Which lines of the material below contain the string "curved", with uppercase and lowercase treated as different? Filter them out and copy each one in full.

-- Begin --

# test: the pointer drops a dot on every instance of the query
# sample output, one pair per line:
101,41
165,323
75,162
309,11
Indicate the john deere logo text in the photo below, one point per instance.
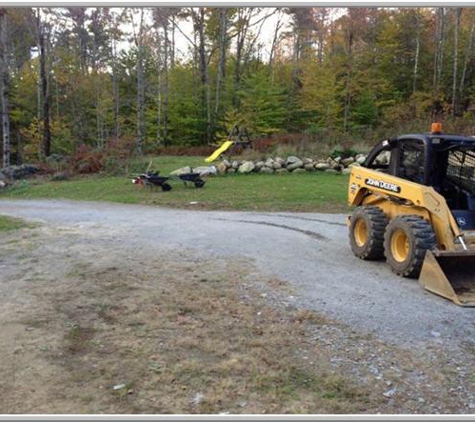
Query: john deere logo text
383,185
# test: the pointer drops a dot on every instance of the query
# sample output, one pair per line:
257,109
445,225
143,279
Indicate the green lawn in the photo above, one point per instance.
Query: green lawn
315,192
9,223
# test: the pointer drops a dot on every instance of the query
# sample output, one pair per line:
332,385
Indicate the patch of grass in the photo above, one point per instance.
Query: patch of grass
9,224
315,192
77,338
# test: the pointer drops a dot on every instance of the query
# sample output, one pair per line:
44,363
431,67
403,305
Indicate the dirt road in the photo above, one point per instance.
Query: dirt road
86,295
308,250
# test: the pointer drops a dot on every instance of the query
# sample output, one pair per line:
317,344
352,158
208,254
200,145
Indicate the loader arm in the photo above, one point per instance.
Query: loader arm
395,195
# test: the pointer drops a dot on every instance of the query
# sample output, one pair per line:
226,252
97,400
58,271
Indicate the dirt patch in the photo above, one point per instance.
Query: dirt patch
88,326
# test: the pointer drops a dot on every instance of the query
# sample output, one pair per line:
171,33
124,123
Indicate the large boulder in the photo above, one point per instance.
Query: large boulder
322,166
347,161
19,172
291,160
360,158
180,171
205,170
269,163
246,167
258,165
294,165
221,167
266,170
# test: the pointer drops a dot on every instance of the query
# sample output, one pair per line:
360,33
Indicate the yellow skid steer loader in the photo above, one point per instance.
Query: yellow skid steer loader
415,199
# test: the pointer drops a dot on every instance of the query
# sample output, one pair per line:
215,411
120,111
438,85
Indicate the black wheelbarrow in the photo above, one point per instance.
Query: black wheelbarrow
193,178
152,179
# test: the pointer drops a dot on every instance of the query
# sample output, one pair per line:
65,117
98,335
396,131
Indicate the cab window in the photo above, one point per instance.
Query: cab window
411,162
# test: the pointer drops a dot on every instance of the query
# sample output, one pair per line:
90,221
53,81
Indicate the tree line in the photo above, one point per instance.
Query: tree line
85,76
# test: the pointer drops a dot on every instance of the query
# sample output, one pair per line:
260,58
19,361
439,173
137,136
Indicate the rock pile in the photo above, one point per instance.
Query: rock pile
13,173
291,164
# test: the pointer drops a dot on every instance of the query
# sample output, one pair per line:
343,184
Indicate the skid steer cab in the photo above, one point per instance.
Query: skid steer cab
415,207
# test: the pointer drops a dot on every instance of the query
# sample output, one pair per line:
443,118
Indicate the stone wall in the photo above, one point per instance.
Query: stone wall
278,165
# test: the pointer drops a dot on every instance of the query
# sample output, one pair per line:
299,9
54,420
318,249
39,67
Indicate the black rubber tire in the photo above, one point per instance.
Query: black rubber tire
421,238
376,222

-- End --
-- Begin --

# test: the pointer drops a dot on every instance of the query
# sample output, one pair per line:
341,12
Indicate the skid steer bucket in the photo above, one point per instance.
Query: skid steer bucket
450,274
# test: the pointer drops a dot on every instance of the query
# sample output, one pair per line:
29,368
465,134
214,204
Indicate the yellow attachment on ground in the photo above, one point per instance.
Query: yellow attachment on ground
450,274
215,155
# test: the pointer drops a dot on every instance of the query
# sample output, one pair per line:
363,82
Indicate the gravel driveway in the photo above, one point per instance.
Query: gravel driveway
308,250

-- End --
-- Begin --

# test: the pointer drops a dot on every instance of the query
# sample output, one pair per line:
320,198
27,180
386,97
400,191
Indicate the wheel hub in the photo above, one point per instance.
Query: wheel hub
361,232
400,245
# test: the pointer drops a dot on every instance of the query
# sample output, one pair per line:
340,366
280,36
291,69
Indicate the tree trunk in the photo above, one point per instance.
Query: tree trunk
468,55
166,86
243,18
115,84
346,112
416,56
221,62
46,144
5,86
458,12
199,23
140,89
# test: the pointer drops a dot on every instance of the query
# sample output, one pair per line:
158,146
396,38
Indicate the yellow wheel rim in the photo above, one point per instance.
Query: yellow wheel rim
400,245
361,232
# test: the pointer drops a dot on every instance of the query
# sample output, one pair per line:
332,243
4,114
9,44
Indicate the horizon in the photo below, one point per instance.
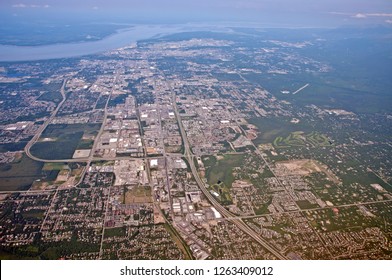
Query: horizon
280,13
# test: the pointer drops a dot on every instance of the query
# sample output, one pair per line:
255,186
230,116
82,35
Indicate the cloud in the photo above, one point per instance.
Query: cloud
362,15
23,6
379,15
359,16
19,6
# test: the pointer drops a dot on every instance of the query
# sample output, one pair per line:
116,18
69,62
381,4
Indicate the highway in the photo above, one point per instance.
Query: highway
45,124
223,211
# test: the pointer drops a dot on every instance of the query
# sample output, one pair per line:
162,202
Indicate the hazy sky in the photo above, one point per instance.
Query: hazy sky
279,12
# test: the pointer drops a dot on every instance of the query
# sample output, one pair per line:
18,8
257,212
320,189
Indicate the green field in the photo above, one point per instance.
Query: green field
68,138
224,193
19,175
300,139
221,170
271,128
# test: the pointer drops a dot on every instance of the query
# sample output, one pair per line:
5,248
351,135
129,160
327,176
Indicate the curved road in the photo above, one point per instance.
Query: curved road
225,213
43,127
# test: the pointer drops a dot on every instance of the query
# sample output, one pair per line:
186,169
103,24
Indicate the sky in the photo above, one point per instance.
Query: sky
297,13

-- End --

- **Answer to the problem**
Indicate the curved road in the photo above, one point per instance.
Query: curved road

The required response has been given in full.